**Instructions for the task**
Return the listing below word for word.

**Supplied data**

##############################

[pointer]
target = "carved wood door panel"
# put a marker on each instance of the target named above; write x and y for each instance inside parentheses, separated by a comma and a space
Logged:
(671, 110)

##############################

**Problem solution**
[pointer]
target = "carved wood door panel"
# put a marker on each instance of the target named above; write x and y for each instance inside parentheses, separated by a comma and a space
Logged:
(671, 110)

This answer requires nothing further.